Source data

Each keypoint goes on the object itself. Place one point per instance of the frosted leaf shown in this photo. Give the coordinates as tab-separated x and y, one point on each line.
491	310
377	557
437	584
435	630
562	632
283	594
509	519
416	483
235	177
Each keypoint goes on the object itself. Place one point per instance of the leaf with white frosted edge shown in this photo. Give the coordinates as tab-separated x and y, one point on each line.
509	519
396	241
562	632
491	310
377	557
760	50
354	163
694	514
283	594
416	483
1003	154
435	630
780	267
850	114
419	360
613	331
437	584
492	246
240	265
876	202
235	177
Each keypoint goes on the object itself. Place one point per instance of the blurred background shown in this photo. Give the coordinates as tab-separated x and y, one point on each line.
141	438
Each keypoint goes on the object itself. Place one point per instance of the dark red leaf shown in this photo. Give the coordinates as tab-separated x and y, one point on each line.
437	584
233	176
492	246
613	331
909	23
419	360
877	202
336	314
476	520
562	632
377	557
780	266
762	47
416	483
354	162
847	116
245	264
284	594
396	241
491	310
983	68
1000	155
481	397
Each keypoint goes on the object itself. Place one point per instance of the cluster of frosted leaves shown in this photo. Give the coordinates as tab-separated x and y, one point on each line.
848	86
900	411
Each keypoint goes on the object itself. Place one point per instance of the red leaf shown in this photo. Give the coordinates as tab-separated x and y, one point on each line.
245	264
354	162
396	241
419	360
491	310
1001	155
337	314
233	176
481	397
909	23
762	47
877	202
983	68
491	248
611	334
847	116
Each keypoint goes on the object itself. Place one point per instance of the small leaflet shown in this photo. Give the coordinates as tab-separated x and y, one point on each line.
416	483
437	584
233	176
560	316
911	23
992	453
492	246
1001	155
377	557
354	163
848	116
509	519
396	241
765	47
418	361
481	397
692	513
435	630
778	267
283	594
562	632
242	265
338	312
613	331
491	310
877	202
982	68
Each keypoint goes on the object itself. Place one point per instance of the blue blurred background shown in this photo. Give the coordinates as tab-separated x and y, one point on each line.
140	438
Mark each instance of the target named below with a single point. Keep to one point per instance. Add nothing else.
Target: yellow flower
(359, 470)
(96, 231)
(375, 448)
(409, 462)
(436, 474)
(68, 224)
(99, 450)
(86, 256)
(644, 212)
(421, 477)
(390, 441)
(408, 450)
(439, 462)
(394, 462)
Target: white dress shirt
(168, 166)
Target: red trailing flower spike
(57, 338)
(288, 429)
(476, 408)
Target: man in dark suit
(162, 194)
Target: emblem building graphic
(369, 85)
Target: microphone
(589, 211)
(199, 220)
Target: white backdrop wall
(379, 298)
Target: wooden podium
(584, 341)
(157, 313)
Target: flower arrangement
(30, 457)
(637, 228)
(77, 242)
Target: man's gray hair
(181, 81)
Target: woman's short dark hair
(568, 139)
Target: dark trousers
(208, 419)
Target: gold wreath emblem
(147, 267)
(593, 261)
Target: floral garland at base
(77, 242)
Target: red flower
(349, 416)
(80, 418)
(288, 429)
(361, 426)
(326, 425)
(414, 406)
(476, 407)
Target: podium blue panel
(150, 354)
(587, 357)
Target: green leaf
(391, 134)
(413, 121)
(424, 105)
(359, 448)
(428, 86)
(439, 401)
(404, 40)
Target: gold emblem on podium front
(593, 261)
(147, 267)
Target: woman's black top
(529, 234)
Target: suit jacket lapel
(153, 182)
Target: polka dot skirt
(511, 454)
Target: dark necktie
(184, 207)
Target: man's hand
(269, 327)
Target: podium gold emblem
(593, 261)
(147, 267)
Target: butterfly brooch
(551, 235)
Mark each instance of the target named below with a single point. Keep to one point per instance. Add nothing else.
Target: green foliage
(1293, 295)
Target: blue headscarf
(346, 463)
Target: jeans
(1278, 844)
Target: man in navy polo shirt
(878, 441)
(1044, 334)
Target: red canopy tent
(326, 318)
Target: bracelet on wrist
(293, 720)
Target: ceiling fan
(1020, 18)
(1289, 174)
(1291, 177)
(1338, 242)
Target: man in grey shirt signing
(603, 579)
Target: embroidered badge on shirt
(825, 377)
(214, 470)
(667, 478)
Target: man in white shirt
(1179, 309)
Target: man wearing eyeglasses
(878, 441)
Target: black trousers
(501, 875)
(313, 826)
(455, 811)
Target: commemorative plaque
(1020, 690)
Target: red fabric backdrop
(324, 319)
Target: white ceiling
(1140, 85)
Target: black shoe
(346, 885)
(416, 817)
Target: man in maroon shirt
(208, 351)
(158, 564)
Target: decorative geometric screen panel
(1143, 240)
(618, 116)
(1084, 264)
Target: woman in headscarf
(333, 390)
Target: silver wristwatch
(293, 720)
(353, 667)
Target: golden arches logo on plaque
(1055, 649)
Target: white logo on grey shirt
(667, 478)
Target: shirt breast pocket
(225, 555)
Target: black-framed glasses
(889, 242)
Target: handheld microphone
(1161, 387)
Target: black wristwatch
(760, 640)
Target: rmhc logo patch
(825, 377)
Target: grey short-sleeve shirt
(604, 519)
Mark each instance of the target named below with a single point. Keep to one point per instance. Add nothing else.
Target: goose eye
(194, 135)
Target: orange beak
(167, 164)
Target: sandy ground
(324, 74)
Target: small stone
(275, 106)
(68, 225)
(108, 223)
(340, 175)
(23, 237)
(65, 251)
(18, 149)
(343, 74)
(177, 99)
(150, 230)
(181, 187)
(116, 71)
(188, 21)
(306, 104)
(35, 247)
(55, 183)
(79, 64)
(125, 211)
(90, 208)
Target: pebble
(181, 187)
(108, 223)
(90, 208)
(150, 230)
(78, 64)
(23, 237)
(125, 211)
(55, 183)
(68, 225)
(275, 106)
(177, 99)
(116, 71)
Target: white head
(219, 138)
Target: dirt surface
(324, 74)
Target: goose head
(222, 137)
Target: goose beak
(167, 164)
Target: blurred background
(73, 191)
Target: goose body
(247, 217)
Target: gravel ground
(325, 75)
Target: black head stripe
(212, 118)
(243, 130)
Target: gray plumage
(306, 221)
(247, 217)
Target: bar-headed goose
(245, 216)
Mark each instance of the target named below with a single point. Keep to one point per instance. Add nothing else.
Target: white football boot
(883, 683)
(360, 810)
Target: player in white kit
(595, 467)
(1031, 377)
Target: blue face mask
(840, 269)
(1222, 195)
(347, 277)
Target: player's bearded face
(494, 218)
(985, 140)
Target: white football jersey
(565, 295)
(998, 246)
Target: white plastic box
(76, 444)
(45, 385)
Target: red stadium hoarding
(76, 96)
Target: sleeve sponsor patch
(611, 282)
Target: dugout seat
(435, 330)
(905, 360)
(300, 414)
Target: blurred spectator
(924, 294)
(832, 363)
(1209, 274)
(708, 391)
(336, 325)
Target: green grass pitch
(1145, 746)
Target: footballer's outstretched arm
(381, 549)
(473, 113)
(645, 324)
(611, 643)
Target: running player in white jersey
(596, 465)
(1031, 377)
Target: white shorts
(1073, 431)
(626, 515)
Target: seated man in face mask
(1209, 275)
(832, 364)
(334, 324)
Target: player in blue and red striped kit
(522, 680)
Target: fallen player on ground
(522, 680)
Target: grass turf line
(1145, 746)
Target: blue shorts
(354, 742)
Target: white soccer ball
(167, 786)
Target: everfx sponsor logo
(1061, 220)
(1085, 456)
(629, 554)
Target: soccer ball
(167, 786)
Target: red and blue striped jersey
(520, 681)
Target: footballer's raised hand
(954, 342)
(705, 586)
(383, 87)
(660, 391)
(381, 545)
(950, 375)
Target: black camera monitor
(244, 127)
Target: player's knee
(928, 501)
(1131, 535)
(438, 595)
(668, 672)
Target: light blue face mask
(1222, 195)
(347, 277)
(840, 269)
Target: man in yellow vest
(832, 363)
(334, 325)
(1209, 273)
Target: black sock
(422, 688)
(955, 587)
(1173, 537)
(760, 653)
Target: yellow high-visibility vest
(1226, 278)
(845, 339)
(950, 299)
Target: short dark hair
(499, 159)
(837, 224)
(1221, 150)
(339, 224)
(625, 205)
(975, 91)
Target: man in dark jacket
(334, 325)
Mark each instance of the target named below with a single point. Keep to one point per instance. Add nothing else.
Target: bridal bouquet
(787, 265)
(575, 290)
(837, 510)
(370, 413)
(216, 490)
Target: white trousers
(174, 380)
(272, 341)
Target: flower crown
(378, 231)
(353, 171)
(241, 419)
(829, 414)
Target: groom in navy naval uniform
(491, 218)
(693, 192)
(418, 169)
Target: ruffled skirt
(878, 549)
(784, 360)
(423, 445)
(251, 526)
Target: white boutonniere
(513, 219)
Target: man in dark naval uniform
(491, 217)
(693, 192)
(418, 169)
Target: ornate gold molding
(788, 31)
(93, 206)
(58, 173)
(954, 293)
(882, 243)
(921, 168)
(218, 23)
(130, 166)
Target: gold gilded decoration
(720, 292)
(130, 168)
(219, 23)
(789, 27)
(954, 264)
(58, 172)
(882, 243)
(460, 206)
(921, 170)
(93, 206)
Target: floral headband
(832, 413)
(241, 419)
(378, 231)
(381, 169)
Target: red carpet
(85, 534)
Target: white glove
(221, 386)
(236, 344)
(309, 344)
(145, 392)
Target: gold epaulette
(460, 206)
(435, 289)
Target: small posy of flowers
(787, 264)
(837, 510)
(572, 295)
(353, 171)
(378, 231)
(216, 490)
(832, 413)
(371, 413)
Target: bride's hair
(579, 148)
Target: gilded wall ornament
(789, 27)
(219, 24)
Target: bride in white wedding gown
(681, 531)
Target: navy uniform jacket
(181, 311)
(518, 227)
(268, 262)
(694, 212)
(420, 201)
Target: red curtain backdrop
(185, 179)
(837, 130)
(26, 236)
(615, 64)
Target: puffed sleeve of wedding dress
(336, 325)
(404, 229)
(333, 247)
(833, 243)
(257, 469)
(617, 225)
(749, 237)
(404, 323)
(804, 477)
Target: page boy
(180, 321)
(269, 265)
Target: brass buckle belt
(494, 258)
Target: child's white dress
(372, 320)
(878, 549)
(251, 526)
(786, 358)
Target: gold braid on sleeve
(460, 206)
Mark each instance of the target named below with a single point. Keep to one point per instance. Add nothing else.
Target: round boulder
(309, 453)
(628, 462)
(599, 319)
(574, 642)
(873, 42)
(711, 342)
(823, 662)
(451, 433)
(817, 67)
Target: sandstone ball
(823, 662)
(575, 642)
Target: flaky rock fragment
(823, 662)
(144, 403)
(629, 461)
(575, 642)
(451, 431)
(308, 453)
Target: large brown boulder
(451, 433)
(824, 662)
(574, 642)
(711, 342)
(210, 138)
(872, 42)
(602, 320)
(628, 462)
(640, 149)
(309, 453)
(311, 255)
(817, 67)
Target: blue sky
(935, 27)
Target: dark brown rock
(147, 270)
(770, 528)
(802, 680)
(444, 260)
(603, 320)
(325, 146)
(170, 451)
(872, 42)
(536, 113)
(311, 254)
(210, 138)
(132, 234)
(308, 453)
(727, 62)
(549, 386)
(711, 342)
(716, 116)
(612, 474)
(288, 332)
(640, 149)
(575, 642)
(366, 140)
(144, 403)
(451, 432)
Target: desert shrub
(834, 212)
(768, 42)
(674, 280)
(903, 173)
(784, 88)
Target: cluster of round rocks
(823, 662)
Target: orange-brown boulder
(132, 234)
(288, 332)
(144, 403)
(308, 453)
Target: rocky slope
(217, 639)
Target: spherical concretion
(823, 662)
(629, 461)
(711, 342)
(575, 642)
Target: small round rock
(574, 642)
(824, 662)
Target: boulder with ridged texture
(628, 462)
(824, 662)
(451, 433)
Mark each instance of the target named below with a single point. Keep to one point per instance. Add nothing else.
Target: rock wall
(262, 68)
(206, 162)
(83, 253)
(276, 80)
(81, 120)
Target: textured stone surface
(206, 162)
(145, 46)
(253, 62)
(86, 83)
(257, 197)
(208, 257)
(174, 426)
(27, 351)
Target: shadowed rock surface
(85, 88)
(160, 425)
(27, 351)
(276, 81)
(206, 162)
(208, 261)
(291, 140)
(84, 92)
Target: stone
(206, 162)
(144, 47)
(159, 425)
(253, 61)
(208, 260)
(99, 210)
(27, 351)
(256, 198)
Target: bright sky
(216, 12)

Task directions
Reproduce the lines of the entries above exactly, but only from the line containing "Target: desert shrub" through the final line.

Completed exercise
Target: desert shrub
(834, 212)
(768, 42)
(674, 280)
(903, 173)
(784, 88)
Target: cluster of round rocks
(823, 662)
Target: orange-brown boulder
(132, 234)
(288, 332)
(144, 403)
(308, 453)
Target: rocky slope
(217, 639)
Target: spherical concretion
(823, 662)
(629, 461)
(711, 342)
(575, 642)
Target: small round rock
(574, 642)
(824, 662)
Target: boulder with ridged texture
(628, 462)
(824, 662)
(451, 433)
Mark each instance of the target named below with a single point. Keep to one point per instance. Add nothing else.
Target: rock wall
(262, 68)
(206, 162)
(83, 253)
(276, 80)
(81, 120)
Target: textured stone surface
(206, 162)
(145, 46)
(253, 62)
(86, 83)
(257, 197)
(208, 257)
(174, 426)
(27, 351)
Target: shadowed rock surface
(85, 88)
(160, 425)
(27, 351)
(276, 81)
(206, 162)
(208, 261)
(291, 140)
(84, 92)
Target: stone
(206, 162)
(144, 47)
(159, 425)
(253, 61)
(208, 260)
(99, 210)
(27, 351)
(256, 198)
Target: bright sky
(216, 12)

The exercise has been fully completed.